• **EXTRACTED MATERIAL**
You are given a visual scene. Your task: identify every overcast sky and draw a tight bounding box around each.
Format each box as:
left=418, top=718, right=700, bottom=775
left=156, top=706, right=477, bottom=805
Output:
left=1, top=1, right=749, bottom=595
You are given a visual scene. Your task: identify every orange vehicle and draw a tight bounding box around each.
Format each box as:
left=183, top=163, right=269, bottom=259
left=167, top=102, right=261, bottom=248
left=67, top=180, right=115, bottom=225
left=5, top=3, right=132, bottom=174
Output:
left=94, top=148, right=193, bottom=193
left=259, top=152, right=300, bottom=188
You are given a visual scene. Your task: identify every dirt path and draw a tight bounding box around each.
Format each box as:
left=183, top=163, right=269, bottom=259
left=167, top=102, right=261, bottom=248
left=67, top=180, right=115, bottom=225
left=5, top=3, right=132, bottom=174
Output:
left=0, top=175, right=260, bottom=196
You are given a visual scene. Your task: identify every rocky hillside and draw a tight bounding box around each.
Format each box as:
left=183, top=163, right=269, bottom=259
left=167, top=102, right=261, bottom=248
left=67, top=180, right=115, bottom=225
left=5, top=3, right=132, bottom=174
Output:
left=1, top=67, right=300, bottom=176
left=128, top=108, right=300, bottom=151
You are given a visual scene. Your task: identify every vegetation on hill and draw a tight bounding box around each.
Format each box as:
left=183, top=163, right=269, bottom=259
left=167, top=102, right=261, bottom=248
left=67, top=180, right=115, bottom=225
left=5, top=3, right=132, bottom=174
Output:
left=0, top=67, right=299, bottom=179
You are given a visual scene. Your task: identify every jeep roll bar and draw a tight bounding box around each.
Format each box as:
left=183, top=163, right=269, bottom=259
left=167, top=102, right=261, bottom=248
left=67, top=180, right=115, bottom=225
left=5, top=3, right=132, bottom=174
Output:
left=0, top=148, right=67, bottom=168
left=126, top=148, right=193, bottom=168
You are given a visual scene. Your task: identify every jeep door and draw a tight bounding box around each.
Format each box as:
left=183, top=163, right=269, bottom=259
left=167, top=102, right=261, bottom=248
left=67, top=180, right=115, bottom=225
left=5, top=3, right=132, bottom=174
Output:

• **WORK ORDER**
Only the data above, repeated exactly, should make up the reply.

• **EXERCISE SOLUTION**
You are given a visual scene. Your task: identify every overcast sky and draw a tight bounding box around each.
Format each box as:
left=418, top=718, right=700, bottom=775
left=156, top=706, right=477, bottom=805
Output:
left=1, top=1, right=749, bottom=595
You are given a visual scene. Your task: identify every orange vehicle and draw a tight bounding box around each.
Format each box as:
left=183, top=163, right=269, bottom=259
left=167, top=102, right=261, bottom=248
left=67, top=180, right=115, bottom=225
left=5, top=3, right=132, bottom=174
Output:
left=94, top=148, right=193, bottom=193
left=259, top=152, right=300, bottom=188
You are given a visual scene. Your task: identify every dirt path and draw a tight bounding box around each.
Format each box as:
left=183, top=163, right=269, bottom=259
left=167, top=102, right=261, bottom=248
left=67, top=180, right=115, bottom=225
left=5, top=3, right=132, bottom=174
Output:
left=0, top=175, right=260, bottom=196
You are given a visual scene. Your task: identify every rocky hillside and draw a tight bounding box around each.
Format each box as:
left=183, top=163, right=269, bottom=259
left=167, top=102, right=261, bottom=248
left=67, top=180, right=115, bottom=225
left=5, top=3, right=132, bottom=174
Output:
left=1, top=67, right=300, bottom=176
left=128, top=108, right=300, bottom=151
You are given a visual scene. Your task: identify every vegetation on hill and draw a tight bounding box around each.
Format each box as:
left=183, top=163, right=269, bottom=259
left=167, top=102, right=261, bottom=248
left=67, top=180, right=115, bottom=225
left=5, top=3, right=132, bottom=174
Output:
left=0, top=67, right=299, bottom=179
You are given a visual scene. Your task: identify every jeep roll bar and draw a tight bounding box around each.
Format each box as:
left=183, top=163, right=269, bottom=259
left=167, top=102, right=261, bottom=248
left=67, top=180, right=115, bottom=225
left=5, top=3, right=132, bottom=174
Output:
left=0, top=148, right=67, bottom=168
left=126, top=148, right=193, bottom=168
You are given a visual scene. Your task: identify every jeep door and draw a tight bounding box around each.
Format each box as:
left=183, top=163, right=269, bottom=259
left=167, top=102, right=261, bottom=248
left=67, top=180, right=115, bottom=225
left=5, top=3, right=132, bottom=174
Output:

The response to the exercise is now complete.